DIRECTIONS
Copy the records word for word, from the line holding "For this challenge, identify the stone" through the end of the records, both included. Leave the pictures out of your copy.

EXERCISE MATERIALS
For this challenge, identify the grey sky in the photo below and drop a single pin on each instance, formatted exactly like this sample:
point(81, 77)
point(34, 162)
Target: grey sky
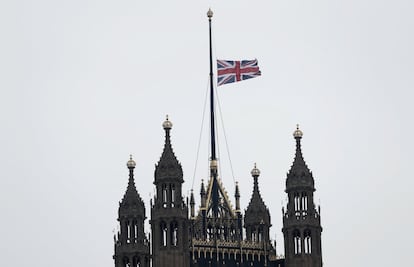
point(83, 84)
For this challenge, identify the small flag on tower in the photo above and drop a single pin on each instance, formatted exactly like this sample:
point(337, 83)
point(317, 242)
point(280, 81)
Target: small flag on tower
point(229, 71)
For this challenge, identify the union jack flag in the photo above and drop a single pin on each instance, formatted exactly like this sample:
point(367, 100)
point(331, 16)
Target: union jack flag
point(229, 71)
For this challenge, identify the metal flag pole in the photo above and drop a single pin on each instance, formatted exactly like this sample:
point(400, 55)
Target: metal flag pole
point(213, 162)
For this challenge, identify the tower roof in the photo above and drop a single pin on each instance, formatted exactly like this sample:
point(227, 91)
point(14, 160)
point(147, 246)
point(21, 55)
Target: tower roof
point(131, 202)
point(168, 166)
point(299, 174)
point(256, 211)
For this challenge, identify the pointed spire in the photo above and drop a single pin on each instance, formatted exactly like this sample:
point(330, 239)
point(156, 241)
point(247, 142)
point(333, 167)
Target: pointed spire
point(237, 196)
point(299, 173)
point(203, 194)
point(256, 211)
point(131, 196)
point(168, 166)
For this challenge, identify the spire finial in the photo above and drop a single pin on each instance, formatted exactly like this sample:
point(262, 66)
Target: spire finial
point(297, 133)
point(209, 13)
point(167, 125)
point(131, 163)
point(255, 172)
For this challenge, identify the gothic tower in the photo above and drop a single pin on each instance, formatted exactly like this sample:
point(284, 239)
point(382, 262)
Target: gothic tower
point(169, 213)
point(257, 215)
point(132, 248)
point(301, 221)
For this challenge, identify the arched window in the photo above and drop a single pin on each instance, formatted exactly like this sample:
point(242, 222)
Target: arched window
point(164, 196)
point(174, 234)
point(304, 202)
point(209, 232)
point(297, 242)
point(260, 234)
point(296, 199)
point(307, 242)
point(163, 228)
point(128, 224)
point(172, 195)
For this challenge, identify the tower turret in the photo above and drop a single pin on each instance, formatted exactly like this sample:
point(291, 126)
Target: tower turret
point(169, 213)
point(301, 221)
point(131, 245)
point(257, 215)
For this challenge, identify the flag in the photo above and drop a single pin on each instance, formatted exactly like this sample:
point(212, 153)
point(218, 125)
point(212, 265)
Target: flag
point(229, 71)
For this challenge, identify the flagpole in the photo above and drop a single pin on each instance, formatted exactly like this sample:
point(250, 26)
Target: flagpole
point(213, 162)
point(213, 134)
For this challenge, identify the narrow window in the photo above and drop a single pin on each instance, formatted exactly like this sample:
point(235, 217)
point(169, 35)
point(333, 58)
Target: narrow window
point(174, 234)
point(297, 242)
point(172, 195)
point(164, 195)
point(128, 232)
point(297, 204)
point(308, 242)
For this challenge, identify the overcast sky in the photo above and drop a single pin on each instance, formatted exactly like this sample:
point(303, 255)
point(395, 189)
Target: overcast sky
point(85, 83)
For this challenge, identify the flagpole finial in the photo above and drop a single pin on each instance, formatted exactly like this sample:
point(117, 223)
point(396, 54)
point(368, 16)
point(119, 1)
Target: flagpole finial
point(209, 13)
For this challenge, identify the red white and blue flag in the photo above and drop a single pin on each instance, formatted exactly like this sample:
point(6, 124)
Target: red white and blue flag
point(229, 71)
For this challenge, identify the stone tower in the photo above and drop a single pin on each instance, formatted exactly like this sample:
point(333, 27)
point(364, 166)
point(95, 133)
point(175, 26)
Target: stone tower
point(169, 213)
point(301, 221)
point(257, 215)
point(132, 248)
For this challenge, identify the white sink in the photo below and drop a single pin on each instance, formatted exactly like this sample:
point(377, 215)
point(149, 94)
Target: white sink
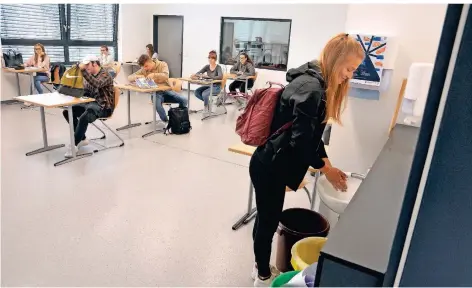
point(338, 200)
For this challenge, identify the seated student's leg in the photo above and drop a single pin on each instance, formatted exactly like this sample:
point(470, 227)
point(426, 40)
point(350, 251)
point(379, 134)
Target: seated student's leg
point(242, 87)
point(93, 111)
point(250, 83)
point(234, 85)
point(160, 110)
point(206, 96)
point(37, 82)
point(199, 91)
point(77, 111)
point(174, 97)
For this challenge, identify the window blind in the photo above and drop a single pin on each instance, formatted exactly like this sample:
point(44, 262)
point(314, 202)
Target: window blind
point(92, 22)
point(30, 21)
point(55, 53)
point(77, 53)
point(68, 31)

RESPONSE
For this challenge, identify the stone tower in the photo above and drop a single pin on each instance, formatted exactly like this sample:
point(333, 27)
point(364, 166)
point(95, 133)
point(175, 26)
Target: stone tower
point(169, 213)
point(301, 221)
point(257, 215)
point(132, 248)
For this challenge, identify the white sink in the photo below and drop a single pin on each instance, formatted exactly like this sample:
point(377, 215)
point(149, 94)
Target: white sink
point(338, 200)
For this challenge, identify the seated student's leg in the photo above and drop a single pin on each instance, formatted exactly like this sample:
point(470, 227)
point(426, 40)
point(350, 251)
point(379, 134)
Target: seated student's leg
point(242, 87)
point(93, 111)
point(250, 83)
point(234, 85)
point(160, 110)
point(206, 96)
point(37, 82)
point(199, 91)
point(77, 111)
point(174, 97)
For this challenge, identify the window blind in the photo above and drop a single pin on each instance, formatted exactly like this sample:
point(44, 262)
point(314, 202)
Target: window blind
point(92, 22)
point(30, 21)
point(55, 53)
point(77, 53)
point(68, 31)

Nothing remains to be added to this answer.